**Exercise goal:**
Extract each line of the records below that contains the string "seed".

--- Provided data ---

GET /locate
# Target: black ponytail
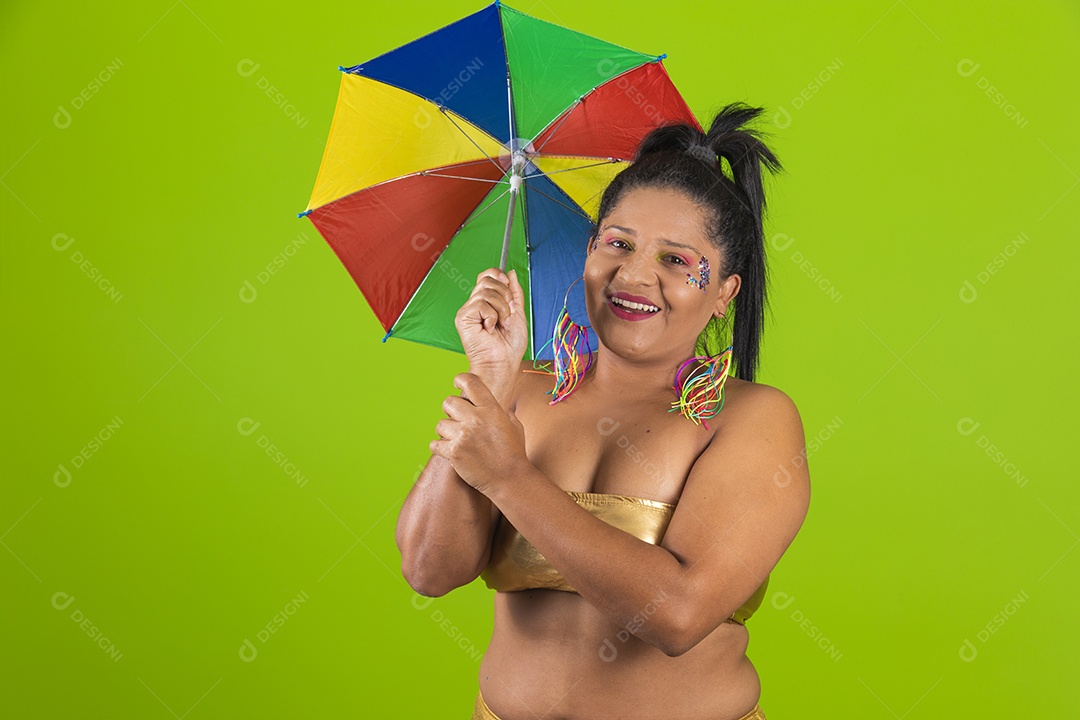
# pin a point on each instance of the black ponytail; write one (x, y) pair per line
(683, 158)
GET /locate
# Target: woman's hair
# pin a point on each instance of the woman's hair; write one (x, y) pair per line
(683, 158)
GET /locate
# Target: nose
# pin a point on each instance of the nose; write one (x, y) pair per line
(635, 270)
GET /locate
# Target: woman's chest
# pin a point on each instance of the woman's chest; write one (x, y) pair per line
(621, 449)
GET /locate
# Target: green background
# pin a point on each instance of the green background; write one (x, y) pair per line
(923, 254)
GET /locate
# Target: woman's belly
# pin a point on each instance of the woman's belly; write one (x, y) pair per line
(554, 655)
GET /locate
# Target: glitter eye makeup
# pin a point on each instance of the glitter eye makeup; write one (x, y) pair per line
(703, 271)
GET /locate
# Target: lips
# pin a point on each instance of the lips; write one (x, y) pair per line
(631, 313)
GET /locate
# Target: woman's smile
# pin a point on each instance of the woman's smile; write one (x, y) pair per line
(631, 307)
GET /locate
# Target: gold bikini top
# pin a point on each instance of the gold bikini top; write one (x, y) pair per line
(516, 565)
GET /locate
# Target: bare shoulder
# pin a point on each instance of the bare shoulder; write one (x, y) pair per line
(756, 402)
(765, 432)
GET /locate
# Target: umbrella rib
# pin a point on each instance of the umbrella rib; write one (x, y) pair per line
(463, 225)
(565, 116)
(469, 137)
(565, 170)
(460, 177)
(572, 209)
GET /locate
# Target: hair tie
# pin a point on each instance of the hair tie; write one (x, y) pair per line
(705, 154)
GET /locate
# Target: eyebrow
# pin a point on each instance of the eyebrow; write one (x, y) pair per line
(662, 240)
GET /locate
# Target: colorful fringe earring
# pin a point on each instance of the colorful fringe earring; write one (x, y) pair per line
(701, 393)
(567, 340)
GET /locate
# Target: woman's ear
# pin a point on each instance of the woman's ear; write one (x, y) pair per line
(729, 288)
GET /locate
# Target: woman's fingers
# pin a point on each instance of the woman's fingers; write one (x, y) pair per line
(489, 304)
(454, 406)
(444, 426)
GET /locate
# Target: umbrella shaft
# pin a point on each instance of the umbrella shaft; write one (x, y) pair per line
(515, 184)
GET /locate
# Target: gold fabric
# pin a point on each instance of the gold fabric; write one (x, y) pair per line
(516, 565)
(482, 711)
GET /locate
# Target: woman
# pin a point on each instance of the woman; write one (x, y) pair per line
(629, 542)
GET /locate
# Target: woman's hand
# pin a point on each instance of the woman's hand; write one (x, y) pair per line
(493, 326)
(484, 442)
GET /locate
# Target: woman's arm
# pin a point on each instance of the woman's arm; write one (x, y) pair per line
(445, 526)
(736, 517)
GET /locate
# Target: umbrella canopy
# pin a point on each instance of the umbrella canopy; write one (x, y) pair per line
(485, 144)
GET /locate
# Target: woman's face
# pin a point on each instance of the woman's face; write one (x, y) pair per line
(652, 247)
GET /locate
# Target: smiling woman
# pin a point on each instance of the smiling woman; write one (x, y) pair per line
(628, 546)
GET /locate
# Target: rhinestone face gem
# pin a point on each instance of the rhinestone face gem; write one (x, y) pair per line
(703, 271)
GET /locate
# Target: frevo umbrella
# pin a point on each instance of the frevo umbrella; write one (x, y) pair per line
(486, 143)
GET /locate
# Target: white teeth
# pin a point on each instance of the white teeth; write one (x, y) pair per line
(634, 306)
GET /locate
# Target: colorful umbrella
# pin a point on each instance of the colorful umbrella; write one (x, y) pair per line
(486, 143)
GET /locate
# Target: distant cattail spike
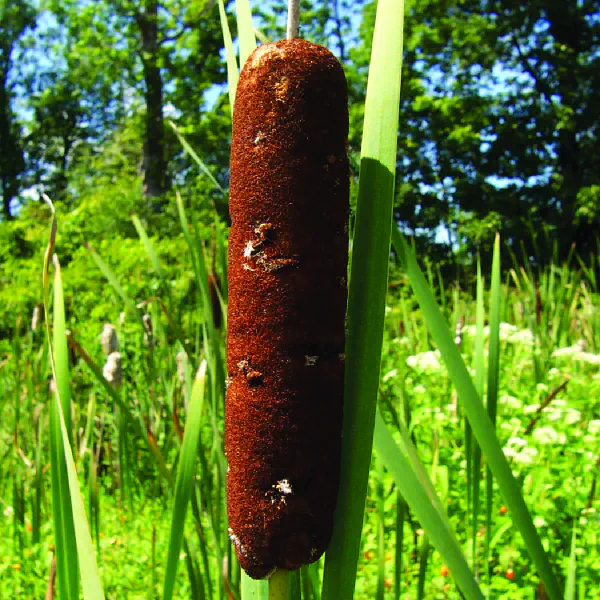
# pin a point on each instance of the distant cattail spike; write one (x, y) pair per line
(288, 254)
(113, 371)
(108, 339)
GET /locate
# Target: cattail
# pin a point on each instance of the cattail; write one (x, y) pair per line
(36, 317)
(288, 254)
(148, 334)
(108, 339)
(112, 371)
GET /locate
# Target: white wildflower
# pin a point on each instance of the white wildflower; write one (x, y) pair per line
(425, 361)
(524, 337)
(566, 352)
(507, 330)
(588, 358)
(389, 375)
(517, 441)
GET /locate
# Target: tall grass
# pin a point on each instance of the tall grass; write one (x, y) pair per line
(172, 423)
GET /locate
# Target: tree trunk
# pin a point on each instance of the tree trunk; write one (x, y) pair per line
(154, 162)
(11, 157)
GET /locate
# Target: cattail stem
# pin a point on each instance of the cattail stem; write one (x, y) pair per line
(279, 585)
(293, 28)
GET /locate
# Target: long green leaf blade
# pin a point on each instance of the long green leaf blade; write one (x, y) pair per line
(232, 68)
(367, 291)
(480, 422)
(419, 500)
(245, 30)
(185, 479)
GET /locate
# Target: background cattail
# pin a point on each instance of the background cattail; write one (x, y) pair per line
(112, 370)
(288, 254)
(109, 340)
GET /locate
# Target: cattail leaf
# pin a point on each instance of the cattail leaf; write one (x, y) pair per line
(232, 68)
(74, 549)
(493, 379)
(254, 589)
(184, 482)
(479, 420)
(245, 30)
(570, 589)
(201, 164)
(367, 291)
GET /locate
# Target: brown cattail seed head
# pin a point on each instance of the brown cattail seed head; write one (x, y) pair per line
(108, 339)
(288, 254)
(112, 371)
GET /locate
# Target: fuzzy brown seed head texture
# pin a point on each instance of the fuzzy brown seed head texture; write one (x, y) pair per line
(288, 255)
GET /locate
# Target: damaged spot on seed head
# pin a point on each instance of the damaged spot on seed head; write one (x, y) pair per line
(275, 264)
(281, 89)
(279, 491)
(254, 378)
(236, 541)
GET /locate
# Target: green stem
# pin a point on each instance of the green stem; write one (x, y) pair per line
(279, 585)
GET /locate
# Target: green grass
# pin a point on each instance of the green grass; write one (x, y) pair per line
(414, 519)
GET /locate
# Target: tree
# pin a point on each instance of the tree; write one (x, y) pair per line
(152, 47)
(499, 122)
(16, 17)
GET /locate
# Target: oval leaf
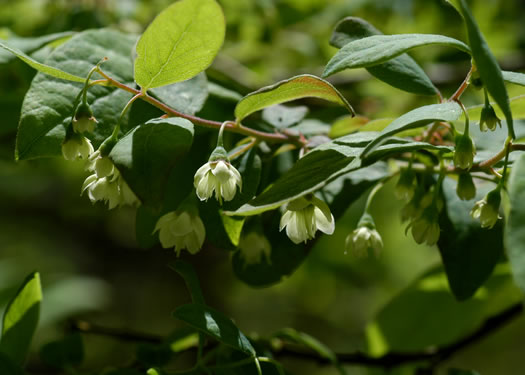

---

**Complete response:**
# Target: brown cattail seed head
# pin a point on each instance of the brown cattail seed head; write one (x, y) pair per line
# Target: fuzzy brown seed head texture
# pin a point on each instance of the fuzzy brown seed head texture; write one (x, y) pair per line
# Target: damaged spot on seed head
# pin a point on each instance of the damaged spot on seed head; write one (x, y) pair per line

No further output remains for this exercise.